## TASKS TO CARRY OUT
**a.** In the article on how mothers' stress affects babies, which group does Multnomah County's Healthy Birth Initiative focus on?
**b.** Continue the article on how mothers' stress affects babies from its last sentence.

SPH Research Developmental Origins of Health and Disease
5
Aug

How moms’ stress affects babies

Jenna Ramaker has a Ph.D. in neuroscience and spent several years at OHSU doing post-graduate research on Alzheimer’s disease.

The work was fascinating. Still, she knew her true passions went far beyond what she was doing.

“I think throughout my years of bench science and working in the laboratory, I really had a strong interest in healthy equity and health access,” she says. “That’s what I’m most passionate about. Not so much the technical medical advances … but instead working to address health inequities at the most basic level.”

That’s why Jenna decided to pursue a Master of Public Health degree from the School of Public Health. That’s also why she was so enthusiastic about her School of Public Health “field experience” during the last half of 2016 — to work with Multnomah County’s Healthy Birth Initiative.

The Healthy Birth Initiative focuses on pregnant African-American women in the county, who as a group experience disproportionate rates of infant mortality and low birth-weight babies. The initiative tries to combat those issues by providing pregnant African-American women with a range of health services and support.

## PROVIDED INFORMATION
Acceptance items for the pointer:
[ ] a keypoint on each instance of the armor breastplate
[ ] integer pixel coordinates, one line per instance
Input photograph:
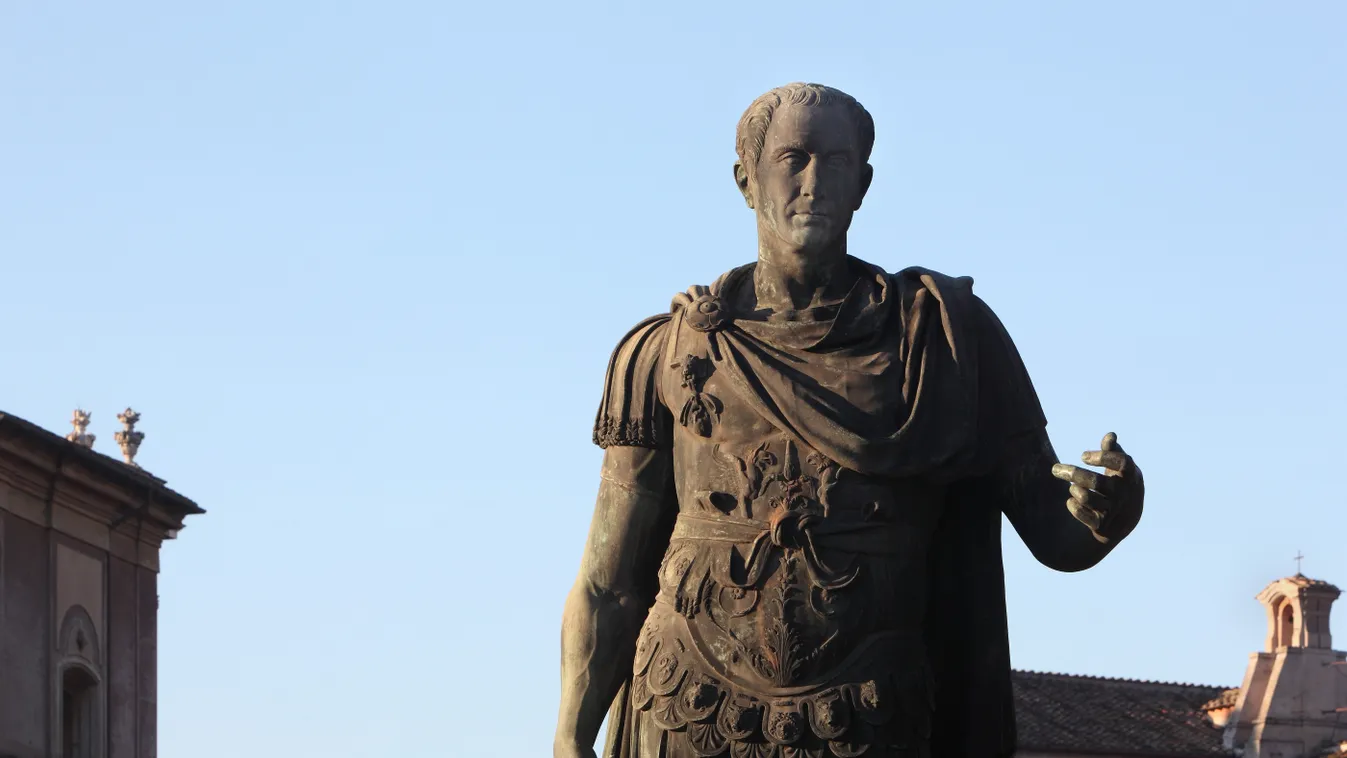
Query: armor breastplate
(792, 591)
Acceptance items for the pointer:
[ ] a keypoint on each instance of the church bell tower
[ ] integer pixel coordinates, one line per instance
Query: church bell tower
(1295, 691)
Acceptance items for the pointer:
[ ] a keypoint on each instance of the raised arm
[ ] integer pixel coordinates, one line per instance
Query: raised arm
(616, 586)
(1067, 516)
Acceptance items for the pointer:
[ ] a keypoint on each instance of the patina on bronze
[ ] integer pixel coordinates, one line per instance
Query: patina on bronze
(796, 544)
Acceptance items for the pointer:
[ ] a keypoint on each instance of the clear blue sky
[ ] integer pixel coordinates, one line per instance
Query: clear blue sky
(361, 265)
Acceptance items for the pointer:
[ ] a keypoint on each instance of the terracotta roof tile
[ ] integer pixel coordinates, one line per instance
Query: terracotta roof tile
(1063, 712)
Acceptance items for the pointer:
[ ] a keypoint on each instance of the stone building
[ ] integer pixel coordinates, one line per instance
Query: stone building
(80, 536)
(1291, 704)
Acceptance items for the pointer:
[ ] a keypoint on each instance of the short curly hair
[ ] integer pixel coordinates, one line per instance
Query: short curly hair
(752, 129)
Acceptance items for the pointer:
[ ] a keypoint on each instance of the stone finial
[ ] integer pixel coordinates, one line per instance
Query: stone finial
(128, 439)
(81, 435)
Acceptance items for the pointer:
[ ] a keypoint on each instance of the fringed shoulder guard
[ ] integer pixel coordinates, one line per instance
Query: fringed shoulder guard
(632, 412)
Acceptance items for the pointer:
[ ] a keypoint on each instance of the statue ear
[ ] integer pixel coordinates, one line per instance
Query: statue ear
(741, 179)
(866, 177)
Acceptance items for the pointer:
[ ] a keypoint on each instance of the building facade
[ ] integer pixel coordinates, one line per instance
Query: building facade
(80, 537)
(1291, 704)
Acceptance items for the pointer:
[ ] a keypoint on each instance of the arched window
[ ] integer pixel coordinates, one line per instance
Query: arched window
(78, 712)
(1285, 625)
(80, 718)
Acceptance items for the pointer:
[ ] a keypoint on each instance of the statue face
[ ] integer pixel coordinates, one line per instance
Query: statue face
(810, 177)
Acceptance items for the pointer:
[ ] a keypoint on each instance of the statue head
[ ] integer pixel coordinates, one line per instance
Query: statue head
(803, 164)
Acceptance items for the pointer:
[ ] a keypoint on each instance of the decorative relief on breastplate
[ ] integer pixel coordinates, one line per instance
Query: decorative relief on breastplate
(702, 409)
(772, 638)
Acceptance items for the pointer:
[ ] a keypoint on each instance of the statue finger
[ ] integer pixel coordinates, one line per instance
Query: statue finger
(1110, 459)
(1110, 443)
(1085, 514)
(1076, 475)
(1087, 497)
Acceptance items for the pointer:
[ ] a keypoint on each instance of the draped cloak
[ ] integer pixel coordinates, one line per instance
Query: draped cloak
(909, 376)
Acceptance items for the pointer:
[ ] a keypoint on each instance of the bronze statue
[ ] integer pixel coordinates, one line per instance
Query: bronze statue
(796, 547)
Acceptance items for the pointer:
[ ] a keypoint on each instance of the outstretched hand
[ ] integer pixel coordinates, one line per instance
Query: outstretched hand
(1109, 504)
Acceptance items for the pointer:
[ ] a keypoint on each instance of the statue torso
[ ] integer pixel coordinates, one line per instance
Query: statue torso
(791, 597)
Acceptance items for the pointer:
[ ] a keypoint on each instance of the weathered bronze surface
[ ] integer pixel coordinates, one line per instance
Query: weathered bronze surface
(796, 548)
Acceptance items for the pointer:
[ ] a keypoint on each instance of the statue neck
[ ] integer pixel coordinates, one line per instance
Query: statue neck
(792, 280)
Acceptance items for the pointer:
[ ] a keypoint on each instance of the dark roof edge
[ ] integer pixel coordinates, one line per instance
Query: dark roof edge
(115, 469)
(1113, 679)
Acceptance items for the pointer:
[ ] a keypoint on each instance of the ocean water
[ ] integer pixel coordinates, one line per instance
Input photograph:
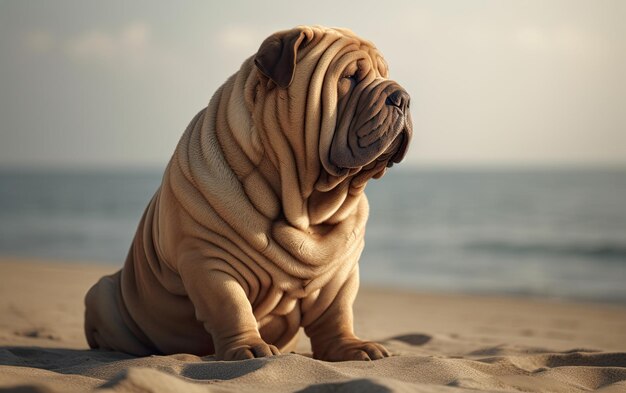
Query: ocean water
(544, 233)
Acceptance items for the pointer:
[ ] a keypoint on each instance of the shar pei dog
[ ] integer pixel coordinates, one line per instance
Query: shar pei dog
(259, 222)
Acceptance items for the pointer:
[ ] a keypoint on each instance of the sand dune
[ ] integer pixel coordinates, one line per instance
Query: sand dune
(441, 343)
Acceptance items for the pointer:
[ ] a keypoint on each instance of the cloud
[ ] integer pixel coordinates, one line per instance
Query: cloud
(242, 40)
(38, 41)
(561, 39)
(129, 43)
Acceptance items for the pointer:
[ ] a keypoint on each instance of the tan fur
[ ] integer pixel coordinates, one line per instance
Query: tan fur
(255, 231)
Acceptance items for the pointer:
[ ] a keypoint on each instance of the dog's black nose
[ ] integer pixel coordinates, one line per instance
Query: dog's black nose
(399, 98)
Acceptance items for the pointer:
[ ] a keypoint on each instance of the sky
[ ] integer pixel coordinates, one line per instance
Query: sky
(493, 83)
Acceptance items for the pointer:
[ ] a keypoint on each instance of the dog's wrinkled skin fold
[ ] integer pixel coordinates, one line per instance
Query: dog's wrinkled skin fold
(259, 222)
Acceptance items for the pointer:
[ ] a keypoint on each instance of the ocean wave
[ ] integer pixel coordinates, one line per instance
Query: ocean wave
(606, 251)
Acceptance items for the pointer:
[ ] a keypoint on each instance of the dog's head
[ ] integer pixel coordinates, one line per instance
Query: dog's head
(334, 103)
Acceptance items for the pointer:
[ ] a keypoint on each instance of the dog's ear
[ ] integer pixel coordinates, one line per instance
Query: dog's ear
(276, 58)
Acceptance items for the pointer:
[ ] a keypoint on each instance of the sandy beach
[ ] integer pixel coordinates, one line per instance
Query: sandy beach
(440, 343)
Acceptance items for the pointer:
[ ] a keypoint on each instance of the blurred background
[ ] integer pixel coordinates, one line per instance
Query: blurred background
(515, 182)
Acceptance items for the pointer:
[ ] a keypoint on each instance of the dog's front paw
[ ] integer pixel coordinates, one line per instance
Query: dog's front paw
(247, 349)
(350, 348)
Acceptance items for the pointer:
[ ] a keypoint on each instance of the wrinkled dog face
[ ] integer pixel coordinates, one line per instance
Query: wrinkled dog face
(375, 124)
(361, 117)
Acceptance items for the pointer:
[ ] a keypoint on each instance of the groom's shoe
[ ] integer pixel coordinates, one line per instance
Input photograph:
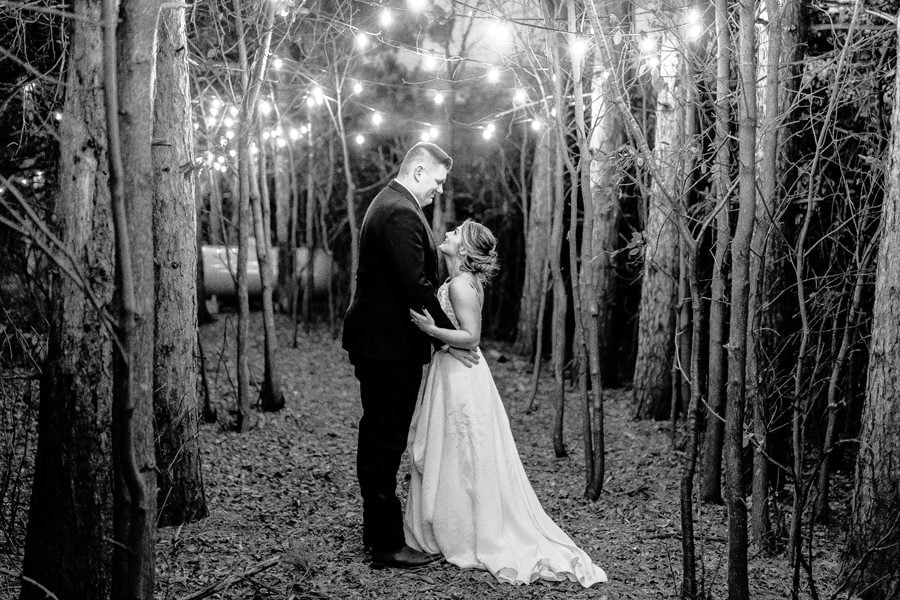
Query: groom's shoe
(404, 558)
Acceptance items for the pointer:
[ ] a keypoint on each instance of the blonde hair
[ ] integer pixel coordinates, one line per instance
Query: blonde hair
(480, 245)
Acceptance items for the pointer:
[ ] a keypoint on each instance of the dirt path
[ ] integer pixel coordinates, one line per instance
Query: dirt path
(287, 488)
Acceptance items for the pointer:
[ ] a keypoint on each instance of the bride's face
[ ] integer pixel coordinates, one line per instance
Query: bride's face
(450, 245)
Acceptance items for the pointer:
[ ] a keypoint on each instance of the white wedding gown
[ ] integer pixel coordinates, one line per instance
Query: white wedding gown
(469, 496)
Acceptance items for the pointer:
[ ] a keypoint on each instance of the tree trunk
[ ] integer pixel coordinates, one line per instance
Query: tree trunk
(180, 497)
(656, 328)
(738, 585)
(873, 545)
(537, 243)
(70, 515)
(134, 520)
(271, 396)
(711, 481)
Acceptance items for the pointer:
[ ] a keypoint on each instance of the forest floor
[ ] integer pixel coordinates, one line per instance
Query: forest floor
(286, 492)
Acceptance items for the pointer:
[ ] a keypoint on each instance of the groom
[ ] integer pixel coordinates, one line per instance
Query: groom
(397, 271)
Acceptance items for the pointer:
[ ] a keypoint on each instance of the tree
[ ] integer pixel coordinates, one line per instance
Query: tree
(656, 328)
(738, 585)
(70, 516)
(873, 548)
(130, 41)
(180, 498)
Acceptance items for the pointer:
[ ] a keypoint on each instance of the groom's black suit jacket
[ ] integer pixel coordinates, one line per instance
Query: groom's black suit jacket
(398, 270)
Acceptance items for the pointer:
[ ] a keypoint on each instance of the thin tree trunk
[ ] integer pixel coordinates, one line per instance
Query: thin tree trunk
(135, 523)
(180, 496)
(738, 584)
(711, 481)
(271, 396)
(70, 514)
(652, 372)
(537, 243)
(873, 544)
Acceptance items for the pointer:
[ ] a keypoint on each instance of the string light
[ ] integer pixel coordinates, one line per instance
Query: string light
(694, 25)
(430, 63)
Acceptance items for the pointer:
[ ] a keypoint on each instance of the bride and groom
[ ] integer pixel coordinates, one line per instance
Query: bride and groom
(470, 501)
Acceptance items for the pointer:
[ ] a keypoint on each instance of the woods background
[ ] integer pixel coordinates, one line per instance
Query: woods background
(694, 201)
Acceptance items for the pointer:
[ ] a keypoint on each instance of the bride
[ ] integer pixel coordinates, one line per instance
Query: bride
(469, 496)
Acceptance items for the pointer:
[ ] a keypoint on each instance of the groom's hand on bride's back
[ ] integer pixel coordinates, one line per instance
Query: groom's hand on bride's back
(467, 357)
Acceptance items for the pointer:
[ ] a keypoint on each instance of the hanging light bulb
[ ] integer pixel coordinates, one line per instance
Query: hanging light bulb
(416, 6)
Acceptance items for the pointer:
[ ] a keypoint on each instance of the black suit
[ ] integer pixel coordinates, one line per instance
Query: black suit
(398, 270)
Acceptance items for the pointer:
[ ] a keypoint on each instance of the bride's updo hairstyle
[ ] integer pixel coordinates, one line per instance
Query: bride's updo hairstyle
(480, 247)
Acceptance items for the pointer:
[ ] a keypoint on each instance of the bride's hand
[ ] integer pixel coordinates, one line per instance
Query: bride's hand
(423, 321)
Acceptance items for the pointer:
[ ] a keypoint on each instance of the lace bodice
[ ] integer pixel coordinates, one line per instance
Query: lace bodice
(446, 305)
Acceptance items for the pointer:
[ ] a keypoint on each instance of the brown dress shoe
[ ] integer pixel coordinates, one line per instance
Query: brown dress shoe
(404, 558)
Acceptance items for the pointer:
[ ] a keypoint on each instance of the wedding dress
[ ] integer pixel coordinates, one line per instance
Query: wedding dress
(469, 496)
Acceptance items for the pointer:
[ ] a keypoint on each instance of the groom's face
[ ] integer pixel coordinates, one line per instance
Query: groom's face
(430, 180)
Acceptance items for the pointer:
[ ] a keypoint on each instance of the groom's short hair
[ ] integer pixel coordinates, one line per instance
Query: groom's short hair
(428, 151)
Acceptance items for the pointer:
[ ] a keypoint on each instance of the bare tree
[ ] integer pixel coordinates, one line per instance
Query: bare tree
(180, 498)
(70, 515)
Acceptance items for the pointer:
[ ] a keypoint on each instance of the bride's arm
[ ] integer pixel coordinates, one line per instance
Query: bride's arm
(467, 306)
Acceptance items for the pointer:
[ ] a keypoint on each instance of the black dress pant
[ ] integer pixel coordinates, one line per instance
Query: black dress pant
(389, 391)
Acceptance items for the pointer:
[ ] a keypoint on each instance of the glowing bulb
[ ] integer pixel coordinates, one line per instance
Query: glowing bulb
(578, 47)
(648, 45)
(429, 63)
(416, 5)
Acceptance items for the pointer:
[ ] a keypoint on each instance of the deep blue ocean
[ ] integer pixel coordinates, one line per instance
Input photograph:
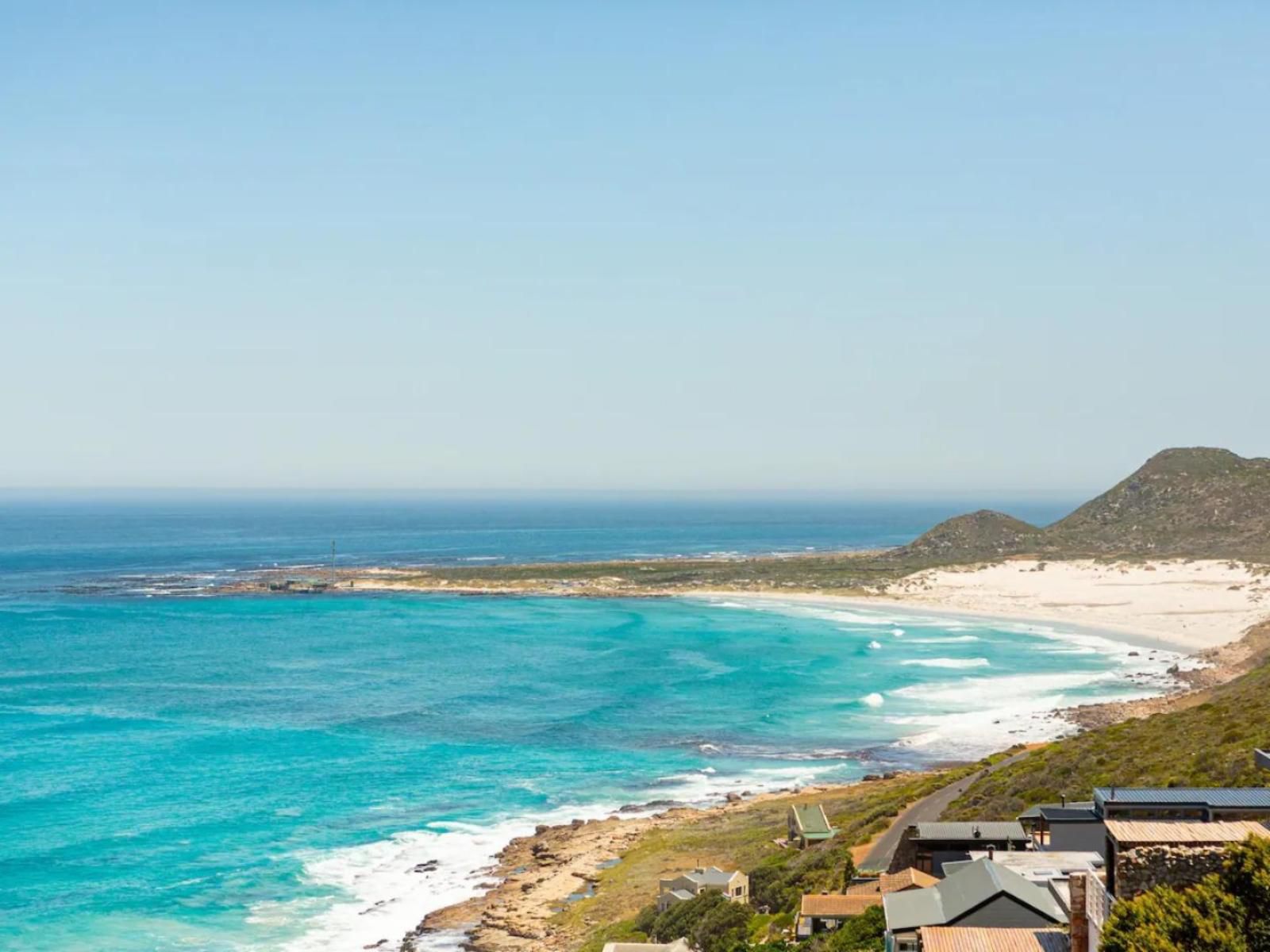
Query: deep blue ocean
(232, 774)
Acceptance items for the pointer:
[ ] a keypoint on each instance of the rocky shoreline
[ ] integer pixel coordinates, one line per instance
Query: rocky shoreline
(543, 873)
(1219, 666)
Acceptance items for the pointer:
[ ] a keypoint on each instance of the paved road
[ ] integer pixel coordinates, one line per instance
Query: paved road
(926, 810)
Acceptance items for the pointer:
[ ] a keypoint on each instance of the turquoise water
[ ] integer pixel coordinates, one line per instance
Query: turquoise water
(230, 774)
(233, 774)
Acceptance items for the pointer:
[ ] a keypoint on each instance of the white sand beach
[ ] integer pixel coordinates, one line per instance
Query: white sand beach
(1191, 606)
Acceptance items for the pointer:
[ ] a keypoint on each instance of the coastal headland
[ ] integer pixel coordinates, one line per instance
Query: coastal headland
(1176, 555)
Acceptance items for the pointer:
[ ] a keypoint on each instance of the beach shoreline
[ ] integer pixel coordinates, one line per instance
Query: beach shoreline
(506, 918)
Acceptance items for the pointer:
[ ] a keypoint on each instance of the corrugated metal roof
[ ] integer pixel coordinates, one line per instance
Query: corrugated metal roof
(941, 939)
(906, 879)
(838, 904)
(1223, 797)
(1056, 809)
(810, 819)
(710, 876)
(1126, 831)
(963, 892)
(971, 831)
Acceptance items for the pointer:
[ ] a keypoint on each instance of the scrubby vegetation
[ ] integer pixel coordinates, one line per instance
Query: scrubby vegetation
(1229, 912)
(743, 839)
(1206, 746)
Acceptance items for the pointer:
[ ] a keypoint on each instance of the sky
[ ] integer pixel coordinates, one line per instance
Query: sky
(749, 247)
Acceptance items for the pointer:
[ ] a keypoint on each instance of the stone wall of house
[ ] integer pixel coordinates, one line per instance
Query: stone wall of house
(1146, 867)
(905, 854)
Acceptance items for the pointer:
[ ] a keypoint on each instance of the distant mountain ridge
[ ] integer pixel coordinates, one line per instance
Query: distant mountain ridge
(1197, 503)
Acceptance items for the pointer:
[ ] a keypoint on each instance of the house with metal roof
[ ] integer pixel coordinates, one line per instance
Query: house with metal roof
(1049, 869)
(1068, 825)
(1206, 804)
(940, 939)
(1126, 838)
(982, 894)
(810, 824)
(685, 886)
(927, 846)
(827, 912)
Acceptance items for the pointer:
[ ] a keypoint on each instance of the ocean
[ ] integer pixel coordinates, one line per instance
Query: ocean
(234, 774)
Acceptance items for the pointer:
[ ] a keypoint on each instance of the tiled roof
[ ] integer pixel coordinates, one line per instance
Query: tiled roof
(903, 880)
(1223, 797)
(941, 939)
(838, 905)
(1126, 831)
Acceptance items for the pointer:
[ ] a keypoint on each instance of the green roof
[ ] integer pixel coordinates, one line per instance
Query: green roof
(812, 820)
(964, 892)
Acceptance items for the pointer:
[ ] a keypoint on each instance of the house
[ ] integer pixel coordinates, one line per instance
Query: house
(892, 882)
(808, 824)
(940, 939)
(1070, 825)
(685, 886)
(1051, 869)
(982, 894)
(1146, 854)
(1206, 804)
(677, 946)
(927, 846)
(826, 912)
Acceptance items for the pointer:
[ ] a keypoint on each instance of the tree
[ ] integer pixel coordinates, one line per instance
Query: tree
(849, 871)
(864, 933)
(1246, 876)
(1203, 918)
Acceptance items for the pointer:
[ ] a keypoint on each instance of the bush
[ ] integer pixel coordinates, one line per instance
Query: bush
(781, 882)
(724, 927)
(1229, 912)
(864, 933)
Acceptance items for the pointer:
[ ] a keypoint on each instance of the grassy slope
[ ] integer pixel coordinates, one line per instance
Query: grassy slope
(741, 839)
(1210, 744)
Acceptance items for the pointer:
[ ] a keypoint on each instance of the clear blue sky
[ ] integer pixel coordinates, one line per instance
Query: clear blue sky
(660, 245)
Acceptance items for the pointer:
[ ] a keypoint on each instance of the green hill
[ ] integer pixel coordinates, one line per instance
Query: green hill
(1204, 746)
(1183, 501)
(1194, 503)
(981, 535)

## RESULTS IN ORDER
**a.** Pregnant African-American women in Multnomah County.

**b.**
The initiative seems to be working; birth outcomes for women served through the initiative are comparable to birth outcomes for the general population of pregnant women in the county.

Jenna’s field experience job was to help initiative leaders better understand how the initiative might have been helping the women. And to provide program recommendations to address the “toxic stress” that many African American mothers experience.

She did that by helping to organize a focus group of women who were receiving or had received Healthy Birth Initiative services. “A big part of what I was doing hadn’t been done,” Jenna says. “And that was to ask: how do we assess stress in the clients? How do we ask about it? How do we ultimately mitigate it?”

She says she and initiative leaders discovered that past attempts to ask clients about stressors had not been done in a culturally competent way. In some cases, previous studies didn’t fully probe for stress due to racism or discrimination. And many surveys showed a relatively low rate of stress reported by African-American women, even with the presence of adverse events in their lives. That discrepancy may have existed because of how the questions were asked, Jenna says.

“That taught us a lot about cultural competency,” she says.

Jenna says her focus group work was of real value to the initiative. “This was something they had talked about doing for years … but didn’t have the staff to do it — until I came along,” she says.

She also learned a lot, she says — especially about how important relationship building is in doing this sort of work. She adds: “It was really cool to see something like this all the way through, from start to finish.”

Jenna says the experience “was a way to actually apply what you’re learning in the classroom and from a textbook into real life experiences.”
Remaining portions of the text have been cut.